**REQUEST**
Make an exact copy of all the records.

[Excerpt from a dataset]
[START]

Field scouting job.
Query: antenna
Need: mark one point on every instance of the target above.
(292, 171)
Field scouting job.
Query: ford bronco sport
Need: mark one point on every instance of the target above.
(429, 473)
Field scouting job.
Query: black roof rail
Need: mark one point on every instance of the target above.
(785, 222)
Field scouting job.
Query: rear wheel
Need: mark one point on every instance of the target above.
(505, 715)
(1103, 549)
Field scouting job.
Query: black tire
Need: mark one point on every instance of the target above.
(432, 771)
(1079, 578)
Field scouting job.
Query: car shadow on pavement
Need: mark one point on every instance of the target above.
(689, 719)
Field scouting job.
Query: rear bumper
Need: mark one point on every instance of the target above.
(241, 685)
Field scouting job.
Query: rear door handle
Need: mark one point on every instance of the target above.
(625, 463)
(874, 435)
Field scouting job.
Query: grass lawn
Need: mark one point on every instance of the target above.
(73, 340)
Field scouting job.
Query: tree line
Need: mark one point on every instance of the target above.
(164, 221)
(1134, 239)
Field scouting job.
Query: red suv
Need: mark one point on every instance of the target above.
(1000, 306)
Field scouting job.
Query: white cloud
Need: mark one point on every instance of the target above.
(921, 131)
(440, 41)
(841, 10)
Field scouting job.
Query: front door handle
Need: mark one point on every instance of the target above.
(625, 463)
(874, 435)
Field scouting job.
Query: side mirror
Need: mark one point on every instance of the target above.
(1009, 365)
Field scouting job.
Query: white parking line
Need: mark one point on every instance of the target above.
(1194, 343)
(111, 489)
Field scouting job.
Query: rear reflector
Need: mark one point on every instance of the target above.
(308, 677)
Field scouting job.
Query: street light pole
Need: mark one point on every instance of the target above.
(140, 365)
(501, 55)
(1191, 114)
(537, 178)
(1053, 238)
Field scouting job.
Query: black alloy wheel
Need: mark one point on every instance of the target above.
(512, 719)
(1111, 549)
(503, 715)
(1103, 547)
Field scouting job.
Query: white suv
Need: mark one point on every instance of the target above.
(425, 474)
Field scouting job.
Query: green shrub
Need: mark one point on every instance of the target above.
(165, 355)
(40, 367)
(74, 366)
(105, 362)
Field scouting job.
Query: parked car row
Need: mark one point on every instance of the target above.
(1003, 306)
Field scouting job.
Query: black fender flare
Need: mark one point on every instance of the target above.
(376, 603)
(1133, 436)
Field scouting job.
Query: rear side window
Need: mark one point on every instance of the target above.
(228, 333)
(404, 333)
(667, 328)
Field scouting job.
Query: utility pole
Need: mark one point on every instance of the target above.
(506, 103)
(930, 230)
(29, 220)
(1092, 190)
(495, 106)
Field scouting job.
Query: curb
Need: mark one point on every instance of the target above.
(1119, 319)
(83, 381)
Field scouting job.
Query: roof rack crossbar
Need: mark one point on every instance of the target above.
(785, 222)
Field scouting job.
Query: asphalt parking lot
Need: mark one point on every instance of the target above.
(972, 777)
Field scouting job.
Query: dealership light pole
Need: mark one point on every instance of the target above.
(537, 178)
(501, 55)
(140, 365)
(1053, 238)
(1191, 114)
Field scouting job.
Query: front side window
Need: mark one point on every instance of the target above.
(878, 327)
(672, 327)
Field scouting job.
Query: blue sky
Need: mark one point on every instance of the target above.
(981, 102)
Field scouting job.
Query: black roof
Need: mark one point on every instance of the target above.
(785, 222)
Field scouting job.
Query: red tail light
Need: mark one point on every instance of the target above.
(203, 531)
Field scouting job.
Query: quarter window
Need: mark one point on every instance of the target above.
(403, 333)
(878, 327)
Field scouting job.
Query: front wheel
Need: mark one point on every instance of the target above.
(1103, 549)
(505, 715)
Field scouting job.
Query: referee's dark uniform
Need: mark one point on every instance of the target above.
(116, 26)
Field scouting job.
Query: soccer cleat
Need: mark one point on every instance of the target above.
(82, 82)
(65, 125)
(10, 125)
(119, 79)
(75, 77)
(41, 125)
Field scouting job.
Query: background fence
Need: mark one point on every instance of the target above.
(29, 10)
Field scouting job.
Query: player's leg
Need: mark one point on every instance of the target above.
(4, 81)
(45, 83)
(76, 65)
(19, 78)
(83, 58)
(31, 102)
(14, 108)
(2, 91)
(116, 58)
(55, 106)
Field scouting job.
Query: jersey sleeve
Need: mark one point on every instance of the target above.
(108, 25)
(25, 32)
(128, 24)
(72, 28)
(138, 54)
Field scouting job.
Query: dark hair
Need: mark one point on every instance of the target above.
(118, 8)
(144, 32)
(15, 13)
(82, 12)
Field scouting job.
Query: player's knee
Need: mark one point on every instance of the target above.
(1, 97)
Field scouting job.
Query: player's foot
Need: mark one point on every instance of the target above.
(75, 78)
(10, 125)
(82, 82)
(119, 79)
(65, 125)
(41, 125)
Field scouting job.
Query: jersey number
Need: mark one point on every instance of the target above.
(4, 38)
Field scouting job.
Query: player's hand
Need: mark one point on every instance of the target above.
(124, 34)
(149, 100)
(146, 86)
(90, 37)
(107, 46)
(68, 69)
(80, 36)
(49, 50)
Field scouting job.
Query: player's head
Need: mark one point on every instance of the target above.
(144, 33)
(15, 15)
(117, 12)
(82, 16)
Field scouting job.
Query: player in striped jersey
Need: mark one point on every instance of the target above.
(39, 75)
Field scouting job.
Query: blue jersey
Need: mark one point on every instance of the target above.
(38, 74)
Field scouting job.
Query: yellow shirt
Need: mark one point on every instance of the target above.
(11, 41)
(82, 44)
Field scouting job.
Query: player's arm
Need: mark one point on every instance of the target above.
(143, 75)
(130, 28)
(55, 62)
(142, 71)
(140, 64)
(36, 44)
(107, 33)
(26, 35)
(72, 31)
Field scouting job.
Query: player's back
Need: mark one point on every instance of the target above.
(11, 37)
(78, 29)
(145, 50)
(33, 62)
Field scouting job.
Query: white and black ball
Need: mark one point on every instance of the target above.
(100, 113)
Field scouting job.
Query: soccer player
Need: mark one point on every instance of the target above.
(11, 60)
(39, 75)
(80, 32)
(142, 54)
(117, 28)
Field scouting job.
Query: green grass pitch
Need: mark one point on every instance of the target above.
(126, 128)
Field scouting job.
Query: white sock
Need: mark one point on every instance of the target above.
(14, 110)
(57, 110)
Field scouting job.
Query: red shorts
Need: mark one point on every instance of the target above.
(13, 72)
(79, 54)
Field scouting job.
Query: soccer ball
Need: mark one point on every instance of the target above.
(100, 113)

[END]

**TASK ANSWER**
Field scouting job.
Query: antenna
Need: mark one point on every instance of the target above.
(292, 171)
Field scouting job.
Query: ford bronco sport
Need: mark one point on every instance of the target above.
(429, 473)
Field scouting job.
Query: black roof rail
Need: mark one point on every instance of the target above.
(785, 222)
Field scouting job.
Query: rear wheel
Need: mark one point on every instance of the target above.
(505, 715)
(1103, 549)
Field scouting job.
Query: black tire
Need: mark one point on every instance of the target above.
(432, 771)
(1079, 578)
Field scouting job.
Query: car shadow on pavement
Need: mark one point on every instance of the target above.
(689, 719)
Field scouting job.
Query: rear bumper
Need: mark one point on every instance of the target above.
(241, 685)
Field scouting job.
Query: rear door handle
Need: mark one point on every instance of the target above.
(625, 463)
(874, 435)
Field scouting job.
Query: grass lawn
Need: mark one point on every instance of the target above.
(73, 340)
Field scouting job.
Query: tree line
Need: mark one point on every instance of the target above.
(164, 221)
(1134, 239)
Field scouting job.
Query: red suv
Need: mark one point on every instance of the target above.
(1000, 306)
Field scouting job.
Query: white cloud
Need: mark one point on every instance of the target above.
(921, 131)
(440, 41)
(841, 10)
Field scouting job.
Query: front door handle
Need: mark one point on every instance of the target above.
(625, 463)
(874, 435)
Field scouting job.
Query: side mirror
Need: mark one point on every instance of the target above.
(1009, 365)
Field scouting job.
Query: white parking line
Need: mark one point on every instance of the target above.
(1194, 343)
(111, 489)
Field scouting job.
Query: rear reflector
Need: mark one point on every instance of the target above.
(308, 677)
Field scouting job.
Query: street light pole
Need: mark one point on every instance of the target above.
(140, 365)
(501, 55)
(1191, 114)
(537, 178)
(1053, 238)
Field scouting job.
Query: black alloy wheel
Need: mark one point on every instance of the target above.
(512, 719)
(1111, 549)
(503, 715)
(1103, 547)
Field scouting job.
Query: white suv
Need: mark one point on every instance of the target above.
(425, 474)
Field scouting job.
Query: green shrub
Need: mark one point on every instance of the target above.
(165, 355)
(40, 367)
(74, 366)
(105, 362)
Field scouting job.
Query: parked car row
Need: mark one point on every instance of the target above.
(1003, 306)
Field scouting job.
Query: black fender flare
Need: mark one point on every instance of the target above.
(376, 603)
(1133, 436)
Field scouting job.
Query: rear side window
Need: mark one point on every instance of the target above.
(228, 333)
(404, 333)
(667, 328)
Field scouting job.
Query: utility pole
Need: mark one point on every instance of the target above.
(506, 103)
(930, 230)
(29, 220)
(1092, 190)
(495, 106)
Field scouting job.
Query: curb
Need: mark one point on every instance of the target above.
(1119, 319)
(83, 381)
Field scouting job.
Query: roof rack crossbar
Need: mark one point on every instance of the target above.
(785, 222)
Field scouting job.
Query: asphalt parking lot
Need: mark one point on every instance of the target above.
(972, 777)
Field scouting job.
Query: dealership light pole
Need: mark one point on every instance of the target above.
(537, 178)
(501, 55)
(140, 365)
(1053, 238)
(1191, 114)
Field scouting job.
Query: front side window
Need: mark one point on every instance of the target above.
(878, 327)
(672, 327)
Field scouting job.
Query: blue sky
Need: mark one point on every instance of the target above.
(981, 102)
Field scouting job.
Query: black roof
Need: mark one point on every instance of the target above.
(785, 222)
Field scouting job.
Query: red tail light
Need: mark one point on every instance of the target above.
(203, 531)
Field scouting job.
Query: quarter window
Need: mark one point on every instance of the target above.
(403, 333)
(878, 327)
Field scouting job.
Query: front wheel
Need: mark one point on every instance of the target above.
(1103, 549)
(505, 715)
Field scouting job.
Query: referee's dark uniform
Need: mark one point on every instance of the target above.
(116, 26)
Field scouting job.
Query: soccer cleat
Need: mark one point on every instance of the target above.
(82, 82)
(65, 125)
(10, 125)
(119, 79)
(75, 77)
(41, 125)
Field scouting job.
Query: background fence
Need: mark one point on every instance of the target above.
(29, 10)
Field scouting job.
Query: player's leg
Need: mark one point on every instance of the target above.
(4, 81)
(45, 83)
(76, 65)
(19, 78)
(83, 58)
(31, 102)
(14, 108)
(2, 91)
(116, 58)
(55, 106)
Field scouting job.
Query: jersey sleeve
Need: mark one point on every instance of the target above.
(108, 25)
(25, 32)
(128, 24)
(72, 28)
(138, 54)
Field scouting job.
Query: dark hair
Need: mark one point on every instance of the target above.
(118, 8)
(144, 32)
(15, 13)
(82, 12)
Field scouting job.
Query: player's knee
Need: mark one point on every instance of the target above.
(1, 97)
Field scouting job.
Query: player's foot
Need: mark one point on every instance of the target above.
(75, 78)
(10, 125)
(82, 82)
(119, 79)
(65, 125)
(41, 125)
Field scouting job.
Query: jersey number
Need: mark one point on every instance of the target above.
(4, 38)
Field scouting job.
Query: player's hand
Need: mark one point on every instance of the target above.
(124, 34)
(149, 100)
(146, 86)
(90, 37)
(107, 46)
(68, 69)
(80, 36)
(49, 50)
Field scouting job.
Query: player's head
Need: mark one point on every instance of the target above.
(144, 33)
(15, 15)
(117, 12)
(82, 16)
Field scouting job.
Query: player in striped jersey
Need: mark one point on every instance of the target above.
(39, 75)
Field scouting job.
Query: blue jersey
Need: mark one point on every instance of the target above.
(38, 74)
Field scouting job.
Query: yellow shirt
Need: mark one point on every instance of the target above.
(11, 41)
(82, 44)
Field scouting job.
Query: player's arm
Need: mark one point on every instance of the target above.
(143, 75)
(130, 28)
(55, 62)
(142, 71)
(140, 64)
(36, 44)
(107, 33)
(26, 35)
(72, 31)
Field scouting job.
Query: player's back
Need: mark one point on every instance of the target above.
(11, 37)
(78, 29)
(145, 50)
(33, 62)
Field scouting job.
Query: white and black ball
Need: mark one point on every instance of the target above.
(100, 113)
Field scouting job.
Query: soccer player
Need: mark one point on every instance of the target above.
(11, 60)
(39, 75)
(80, 32)
(142, 54)
(117, 28)
Field scouting job.
Query: green grass pitch
Need: mark one point on every instance of the target above.
(126, 128)
Field scouting job.
Query: white sock
Need: mark one point on every instance of the target above.
(14, 110)
(57, 110)
Field scouting job.
Query: red shorts
Need: mark one point on every instance of the target above.
(13, 72)
(79, 54)
Field scouting job.
Query: soccer ball
Need: mark one point on every instance of the target above.
(100, 113)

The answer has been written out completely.